+++ Отрывок +++
Уходил казак Прокофий Мелехов в Туретчину воевать, а встретил там свою любовь. Привёз в родной хутор маленькую, закутанную в шаль женщину с тоскующими одичалыми глазами, ­уединился от всех, обособился, жену свою иноземку как-то чудно, не по-казачьи любил, на руках носил — и поползли по хутору сплетни, пересуды, вспыхнула и пошла колобродить лютая бабья зависть, порождая дремучие небылицы, подстрекая мужскую злобу, и обернулось это всё кровавой расправой над хрупкой турчанкой, выкинувшей перед смертью ребёнка, от которого и пошли плодиться “диковато-красивые казаки Мелеховы, а по-уличному — Турки”.

Война, вопреки которой родилась любовь, — любовь, породившая завистливую злобу и убитая ею, — смертью оплаченная новая жизнь, в которой слились, став одной, две “враждебные” крови, — такова парадигма предыстории, лежащей в основе грандиозной саги о любви и ненависти, у которых, по существу, единый корень, — слияние и/или противоборство своего и чужого.
+++ Записи +++
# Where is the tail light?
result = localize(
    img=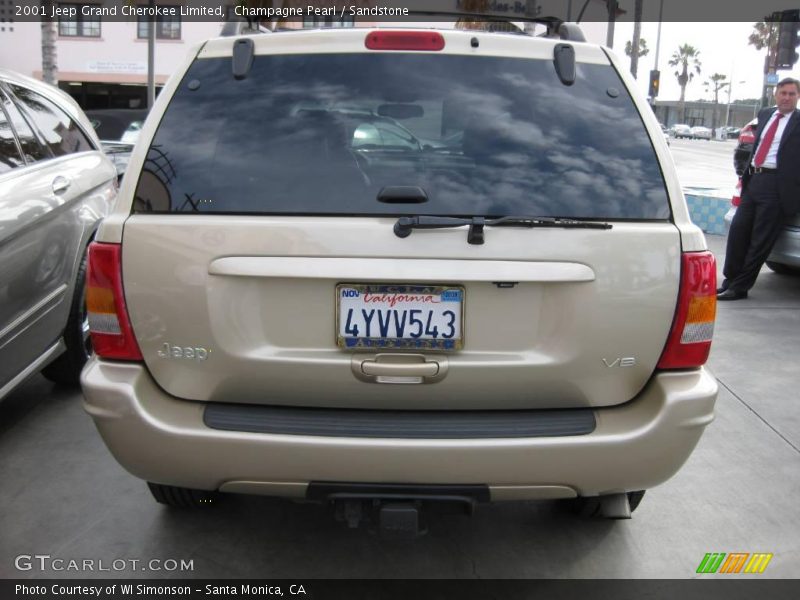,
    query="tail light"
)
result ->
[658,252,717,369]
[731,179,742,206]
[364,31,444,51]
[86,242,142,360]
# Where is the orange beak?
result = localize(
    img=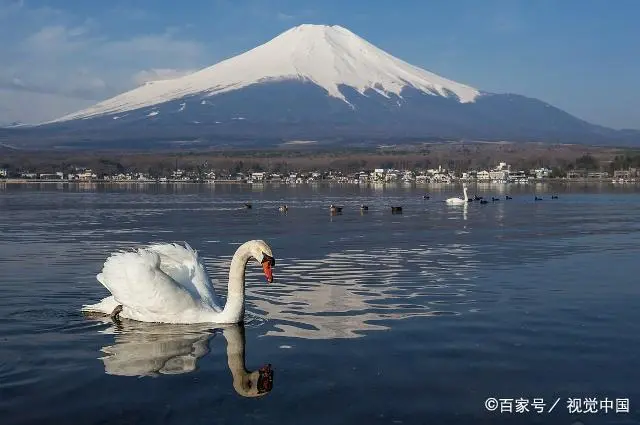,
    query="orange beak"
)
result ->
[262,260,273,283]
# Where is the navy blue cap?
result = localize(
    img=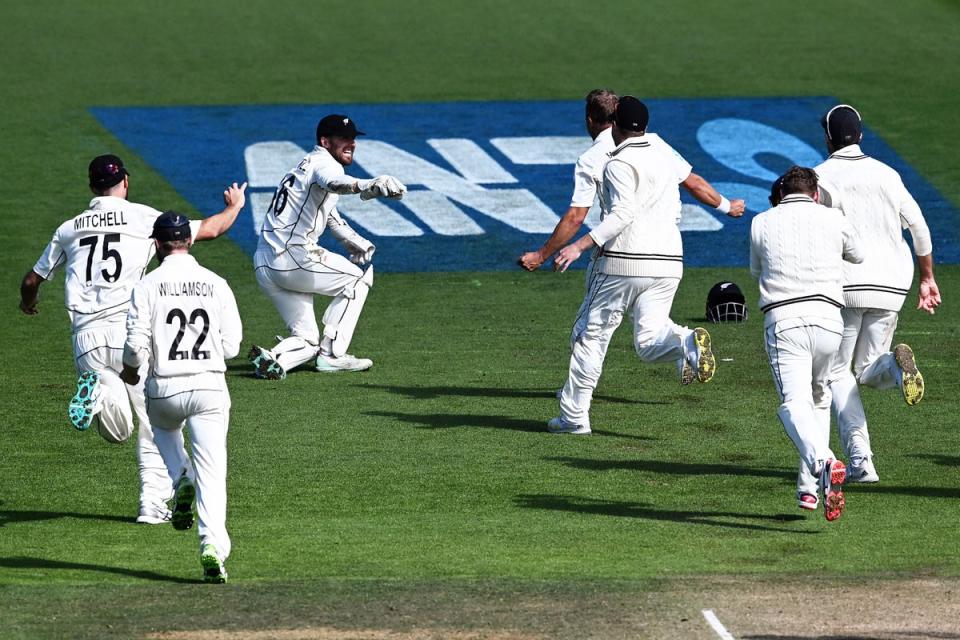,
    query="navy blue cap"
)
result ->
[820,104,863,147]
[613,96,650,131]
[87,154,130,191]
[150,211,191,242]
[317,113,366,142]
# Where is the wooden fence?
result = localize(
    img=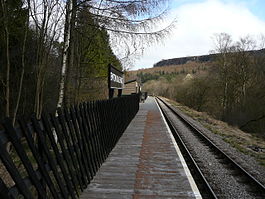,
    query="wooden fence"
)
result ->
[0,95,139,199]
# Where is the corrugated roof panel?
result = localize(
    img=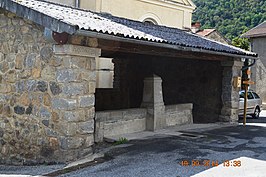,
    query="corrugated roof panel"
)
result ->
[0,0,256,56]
+++
* Задания *
• 1. Ответьте по отрывку на вопросы:
(a) Куда уходил воевать казак Прокофий Мелехов?
(b) Как по-уличному называли казаков Мелеховых?
(c) Что, согласно второму абзацу, составляет единый корень любви и ненависти?
• 2. Выберите из записей все строки со словом «beak» с учетом регистра.

* Ожидаемые ответы *
• 1.
(a) В Туретчину.
(b) Турки.
(c) Слияние и/или противоборство своего и чужого.

• 2.
# Where is the orange beak?
    query="orange beak"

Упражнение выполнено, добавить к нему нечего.